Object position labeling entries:
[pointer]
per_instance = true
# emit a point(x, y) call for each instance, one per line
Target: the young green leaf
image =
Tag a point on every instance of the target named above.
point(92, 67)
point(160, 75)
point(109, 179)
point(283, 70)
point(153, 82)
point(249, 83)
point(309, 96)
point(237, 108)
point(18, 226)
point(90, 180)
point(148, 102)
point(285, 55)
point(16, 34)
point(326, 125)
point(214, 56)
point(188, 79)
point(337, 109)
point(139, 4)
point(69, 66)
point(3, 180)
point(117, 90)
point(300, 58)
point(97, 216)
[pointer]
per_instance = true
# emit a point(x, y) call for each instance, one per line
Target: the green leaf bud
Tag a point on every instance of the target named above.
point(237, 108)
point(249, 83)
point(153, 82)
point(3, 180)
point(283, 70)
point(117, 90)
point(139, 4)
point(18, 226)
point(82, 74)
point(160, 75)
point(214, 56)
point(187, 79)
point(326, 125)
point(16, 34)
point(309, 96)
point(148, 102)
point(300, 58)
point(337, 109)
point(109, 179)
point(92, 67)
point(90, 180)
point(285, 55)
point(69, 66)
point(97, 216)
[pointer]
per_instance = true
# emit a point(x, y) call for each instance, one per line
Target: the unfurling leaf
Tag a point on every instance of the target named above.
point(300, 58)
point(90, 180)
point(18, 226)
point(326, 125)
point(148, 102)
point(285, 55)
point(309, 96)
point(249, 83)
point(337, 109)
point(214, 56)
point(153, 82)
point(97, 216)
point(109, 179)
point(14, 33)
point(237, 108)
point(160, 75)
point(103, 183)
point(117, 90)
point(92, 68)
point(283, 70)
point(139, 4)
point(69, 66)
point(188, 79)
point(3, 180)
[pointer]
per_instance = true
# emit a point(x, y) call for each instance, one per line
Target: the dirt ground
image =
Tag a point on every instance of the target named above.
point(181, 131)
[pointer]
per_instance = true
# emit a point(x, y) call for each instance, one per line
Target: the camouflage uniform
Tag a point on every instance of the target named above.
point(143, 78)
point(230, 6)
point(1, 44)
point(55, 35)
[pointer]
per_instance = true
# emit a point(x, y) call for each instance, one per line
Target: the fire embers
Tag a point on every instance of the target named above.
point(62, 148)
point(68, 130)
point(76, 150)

REQUIREMENT: Gather each line above that contains the word "green". Case counts.

ANSWER TO THE TASK:
Target: the young green leaf
Target: the green leaf bud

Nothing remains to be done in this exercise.